From the entries below, copy out all lines holding "hair".

↓

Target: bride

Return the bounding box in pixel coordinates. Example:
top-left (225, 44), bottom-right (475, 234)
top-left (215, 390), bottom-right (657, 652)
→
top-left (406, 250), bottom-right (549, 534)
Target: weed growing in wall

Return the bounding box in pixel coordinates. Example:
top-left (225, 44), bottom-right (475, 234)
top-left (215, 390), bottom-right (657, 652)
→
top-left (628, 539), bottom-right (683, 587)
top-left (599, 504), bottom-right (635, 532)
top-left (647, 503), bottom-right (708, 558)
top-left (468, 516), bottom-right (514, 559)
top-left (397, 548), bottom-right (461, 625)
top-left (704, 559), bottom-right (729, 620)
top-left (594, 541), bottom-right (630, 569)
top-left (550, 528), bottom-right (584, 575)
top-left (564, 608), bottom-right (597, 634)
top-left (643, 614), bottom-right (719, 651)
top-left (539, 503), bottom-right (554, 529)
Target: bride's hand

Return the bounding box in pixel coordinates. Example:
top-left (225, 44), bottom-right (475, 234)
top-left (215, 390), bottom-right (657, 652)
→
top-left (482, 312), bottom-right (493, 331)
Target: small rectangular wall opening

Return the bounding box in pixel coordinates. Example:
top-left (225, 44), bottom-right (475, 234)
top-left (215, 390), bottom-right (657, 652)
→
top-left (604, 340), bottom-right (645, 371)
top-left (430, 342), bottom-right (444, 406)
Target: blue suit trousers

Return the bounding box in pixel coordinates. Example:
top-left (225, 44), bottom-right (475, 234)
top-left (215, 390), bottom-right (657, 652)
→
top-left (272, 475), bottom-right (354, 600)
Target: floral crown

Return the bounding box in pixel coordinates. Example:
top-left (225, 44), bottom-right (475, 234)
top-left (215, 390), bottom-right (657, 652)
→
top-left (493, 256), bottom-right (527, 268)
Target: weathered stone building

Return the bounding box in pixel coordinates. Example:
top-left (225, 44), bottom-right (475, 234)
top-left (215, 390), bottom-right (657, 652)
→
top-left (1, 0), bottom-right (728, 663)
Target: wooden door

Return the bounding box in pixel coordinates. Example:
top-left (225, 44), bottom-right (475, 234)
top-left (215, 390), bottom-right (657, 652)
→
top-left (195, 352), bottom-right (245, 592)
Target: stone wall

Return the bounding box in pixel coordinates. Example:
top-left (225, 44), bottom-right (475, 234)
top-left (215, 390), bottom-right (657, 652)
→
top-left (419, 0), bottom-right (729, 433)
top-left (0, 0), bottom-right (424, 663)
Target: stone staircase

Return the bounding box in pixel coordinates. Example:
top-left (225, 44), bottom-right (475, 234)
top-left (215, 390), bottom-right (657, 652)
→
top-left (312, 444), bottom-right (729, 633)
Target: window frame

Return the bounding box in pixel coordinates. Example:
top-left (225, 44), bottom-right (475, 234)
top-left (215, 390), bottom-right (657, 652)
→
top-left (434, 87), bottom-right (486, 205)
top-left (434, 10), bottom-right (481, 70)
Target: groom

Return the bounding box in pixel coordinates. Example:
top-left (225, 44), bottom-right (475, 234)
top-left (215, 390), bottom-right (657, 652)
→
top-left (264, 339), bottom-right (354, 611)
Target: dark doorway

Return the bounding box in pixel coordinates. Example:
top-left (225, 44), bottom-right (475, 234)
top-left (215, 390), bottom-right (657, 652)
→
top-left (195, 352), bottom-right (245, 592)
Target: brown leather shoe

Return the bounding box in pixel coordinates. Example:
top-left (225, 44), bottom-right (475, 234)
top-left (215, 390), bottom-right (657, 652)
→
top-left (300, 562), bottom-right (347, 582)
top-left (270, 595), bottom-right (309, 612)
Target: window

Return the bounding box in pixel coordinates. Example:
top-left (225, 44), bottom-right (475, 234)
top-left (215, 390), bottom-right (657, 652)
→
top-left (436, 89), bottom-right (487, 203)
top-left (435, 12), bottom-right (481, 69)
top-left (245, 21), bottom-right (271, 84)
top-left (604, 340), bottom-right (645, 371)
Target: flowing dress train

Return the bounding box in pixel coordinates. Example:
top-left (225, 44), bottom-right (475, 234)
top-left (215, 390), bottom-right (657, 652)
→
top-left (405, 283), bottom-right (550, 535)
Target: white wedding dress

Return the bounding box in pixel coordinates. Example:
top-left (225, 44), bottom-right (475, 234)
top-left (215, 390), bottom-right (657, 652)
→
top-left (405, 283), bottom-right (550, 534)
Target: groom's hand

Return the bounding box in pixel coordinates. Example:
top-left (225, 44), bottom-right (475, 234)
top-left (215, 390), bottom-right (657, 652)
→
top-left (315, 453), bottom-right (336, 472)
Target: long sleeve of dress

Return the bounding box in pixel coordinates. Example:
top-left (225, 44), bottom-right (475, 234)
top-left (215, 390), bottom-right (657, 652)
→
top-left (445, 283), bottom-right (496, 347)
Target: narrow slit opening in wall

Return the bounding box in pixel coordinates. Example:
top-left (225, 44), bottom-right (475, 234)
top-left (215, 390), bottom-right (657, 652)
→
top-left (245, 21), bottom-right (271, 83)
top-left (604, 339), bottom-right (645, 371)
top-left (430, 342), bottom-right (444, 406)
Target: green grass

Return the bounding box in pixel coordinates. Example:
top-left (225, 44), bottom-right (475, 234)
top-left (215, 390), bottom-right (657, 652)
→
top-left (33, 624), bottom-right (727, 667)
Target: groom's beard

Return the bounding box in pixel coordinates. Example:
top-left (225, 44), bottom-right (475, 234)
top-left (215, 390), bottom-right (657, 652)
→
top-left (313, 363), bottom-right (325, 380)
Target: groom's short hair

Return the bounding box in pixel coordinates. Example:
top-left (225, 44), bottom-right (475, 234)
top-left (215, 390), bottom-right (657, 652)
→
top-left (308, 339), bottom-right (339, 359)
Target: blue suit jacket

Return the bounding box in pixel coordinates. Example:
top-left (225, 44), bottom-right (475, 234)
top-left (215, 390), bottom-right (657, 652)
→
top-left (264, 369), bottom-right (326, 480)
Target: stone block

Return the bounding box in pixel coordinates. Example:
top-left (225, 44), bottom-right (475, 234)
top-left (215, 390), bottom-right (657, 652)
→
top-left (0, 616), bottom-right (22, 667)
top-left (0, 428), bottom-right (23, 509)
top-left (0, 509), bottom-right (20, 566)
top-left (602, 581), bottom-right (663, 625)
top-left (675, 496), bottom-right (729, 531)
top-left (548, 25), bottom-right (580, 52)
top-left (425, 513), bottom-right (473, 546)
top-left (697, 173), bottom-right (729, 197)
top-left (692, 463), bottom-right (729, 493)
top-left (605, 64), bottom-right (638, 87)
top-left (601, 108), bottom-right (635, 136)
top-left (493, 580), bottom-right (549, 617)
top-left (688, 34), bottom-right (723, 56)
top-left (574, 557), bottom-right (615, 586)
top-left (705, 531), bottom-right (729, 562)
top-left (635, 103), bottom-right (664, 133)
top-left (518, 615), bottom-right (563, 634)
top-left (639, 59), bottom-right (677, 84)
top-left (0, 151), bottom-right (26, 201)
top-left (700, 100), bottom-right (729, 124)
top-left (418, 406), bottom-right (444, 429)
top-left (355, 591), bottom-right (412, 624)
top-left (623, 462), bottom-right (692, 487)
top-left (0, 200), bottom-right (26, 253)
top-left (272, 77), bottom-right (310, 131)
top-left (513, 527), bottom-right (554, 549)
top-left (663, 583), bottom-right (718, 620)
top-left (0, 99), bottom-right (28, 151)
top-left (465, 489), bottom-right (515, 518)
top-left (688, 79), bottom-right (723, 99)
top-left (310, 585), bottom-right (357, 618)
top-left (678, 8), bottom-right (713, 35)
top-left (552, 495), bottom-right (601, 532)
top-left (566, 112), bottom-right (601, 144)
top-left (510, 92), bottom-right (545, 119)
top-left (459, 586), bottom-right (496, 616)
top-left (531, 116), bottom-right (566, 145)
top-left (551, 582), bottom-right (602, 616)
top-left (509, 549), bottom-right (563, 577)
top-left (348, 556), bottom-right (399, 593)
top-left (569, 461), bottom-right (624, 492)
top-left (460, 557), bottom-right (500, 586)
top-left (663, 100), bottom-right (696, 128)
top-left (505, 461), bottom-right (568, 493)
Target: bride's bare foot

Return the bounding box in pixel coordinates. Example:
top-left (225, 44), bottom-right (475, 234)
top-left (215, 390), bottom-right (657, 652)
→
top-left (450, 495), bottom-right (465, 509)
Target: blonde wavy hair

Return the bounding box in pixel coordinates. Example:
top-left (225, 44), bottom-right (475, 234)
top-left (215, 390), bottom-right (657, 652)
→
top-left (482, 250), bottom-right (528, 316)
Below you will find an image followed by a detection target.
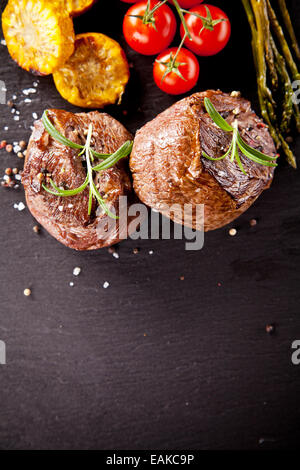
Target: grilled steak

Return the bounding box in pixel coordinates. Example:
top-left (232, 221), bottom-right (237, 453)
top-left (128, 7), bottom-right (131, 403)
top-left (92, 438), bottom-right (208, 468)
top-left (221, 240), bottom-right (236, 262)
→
top-left (22, 109), bottom-right (135, 250)
top-left (130, 90), bottom-right (277, 231)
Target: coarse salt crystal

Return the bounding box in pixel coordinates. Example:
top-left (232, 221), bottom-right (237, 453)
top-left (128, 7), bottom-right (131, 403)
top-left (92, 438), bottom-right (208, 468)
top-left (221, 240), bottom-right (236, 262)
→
top-left (32, 112), bottom-right (38, 119)
top-left (103, 281), bottom-right (110, 289)
top-left (113, 252), bottom-right (119, 259)
top-left (73, 267), bottom-right (81, 276)
top-left (4, 126), bottom-right (8, 131)
top-left (33, 82), bottom-right (38, 87)
top-left (15, 174), bottom-right (21, 181)
top-left (24, 98), bottom-right (31, 103)
top-left (13, 116), bottom-right (19, 121)
top-left (12, 94), bottom-right (17, 100)
top-left (58, 205), bottom-right (63, 212)
top-left (14, 202), bottom-right (25, 211)
top-left (68, 203), bottom-right (73, 208)
top-left (149, 250), bottom-right (153, 255)
top-left (22, 88), bottom-right (36, 95)
top-left (13, 145), bottom-right (21, 153)
top-left (0, 39), bottom-right (6, 46)
top-left (69, 282), bottom-right (74, 287)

↑

**Solution for this problem**
Target: groom's short hair
Target: blonde wavy hair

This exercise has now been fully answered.